_Task objective_
Edit the entries below so that every "instance" becomes "occurrence", keeping everything else the same.

Lines of data
.....

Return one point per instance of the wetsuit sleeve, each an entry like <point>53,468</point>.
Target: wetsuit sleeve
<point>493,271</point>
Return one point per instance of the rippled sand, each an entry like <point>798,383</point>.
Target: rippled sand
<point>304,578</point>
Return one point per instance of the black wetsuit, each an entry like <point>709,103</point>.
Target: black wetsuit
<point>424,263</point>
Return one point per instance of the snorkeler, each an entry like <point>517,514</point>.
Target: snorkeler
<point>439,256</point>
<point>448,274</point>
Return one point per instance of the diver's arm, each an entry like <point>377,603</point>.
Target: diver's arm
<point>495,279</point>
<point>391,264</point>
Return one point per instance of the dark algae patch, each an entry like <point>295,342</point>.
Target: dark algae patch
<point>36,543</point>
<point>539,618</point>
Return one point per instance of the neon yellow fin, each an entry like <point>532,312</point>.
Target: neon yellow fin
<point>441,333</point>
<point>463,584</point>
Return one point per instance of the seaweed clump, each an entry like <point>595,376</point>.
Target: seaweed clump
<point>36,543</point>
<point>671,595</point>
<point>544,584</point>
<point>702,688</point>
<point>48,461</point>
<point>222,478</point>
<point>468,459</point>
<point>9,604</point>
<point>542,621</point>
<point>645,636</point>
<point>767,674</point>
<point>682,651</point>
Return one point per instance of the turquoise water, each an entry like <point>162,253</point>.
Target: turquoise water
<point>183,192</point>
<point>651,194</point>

.....

_Answer in full_
Return one point per occurrence of the wetsuit sleeve, each an entry like <point>53,468</point>.
Target: wetsuit sleeve
<point>493,271</point>
Return one point per occurrence of the rippled sand, each an entry like <point>798,383</point>.
Target: rippled sand
<point>304,578</point>
Return one point per occurrence of the black wetsuit, each an entry like <point>709,103</point>.
Target: black wetsuit
<point>424,263</point>
Return one point per occurrence of the snorkeler, each an entry like <point>517,514</point>.
Target: snorkeler
<point>439,256</point>
<point>448,274</point>
Return one point per occurrence of the diver's arm, each an entry like <point>377,603</point>.
Target: diver's arm
<point>495,279</point>
<point>391,264</point>
Return one point per occurrence of the dark algae patch, each an entry like <point>295,342</point>.
Target: dark algae patch
<point>36,543</point>
<point>539,618</point>
Return one point per occurrence of the neon yellow fin, each an entry like <point>532,312</point>.
Target: neon yellow fin
<point>441,333</point>
<point>463,584</point>
Return one point per occurrence of the seaweed clump, each an entry like <point>595,376</point>.
Target: seaweed clump
<point>36,543</point>
<point>671,595</point>
<point>544,584</point>
<point>702,688</point>
<point>48,461</point>
<point>222,478</point>
<point>468,459</point>
<point>9,604</point>
<point>542,621</point>
<point>645,636</point>
<point>767,674</point>
<point>682,651</point>
Return one point per occurrence of the turquoise water, each an entry like <point>162,253</point>.
Target: turquoise water
<point>183,192</point>
<point>651,194</point>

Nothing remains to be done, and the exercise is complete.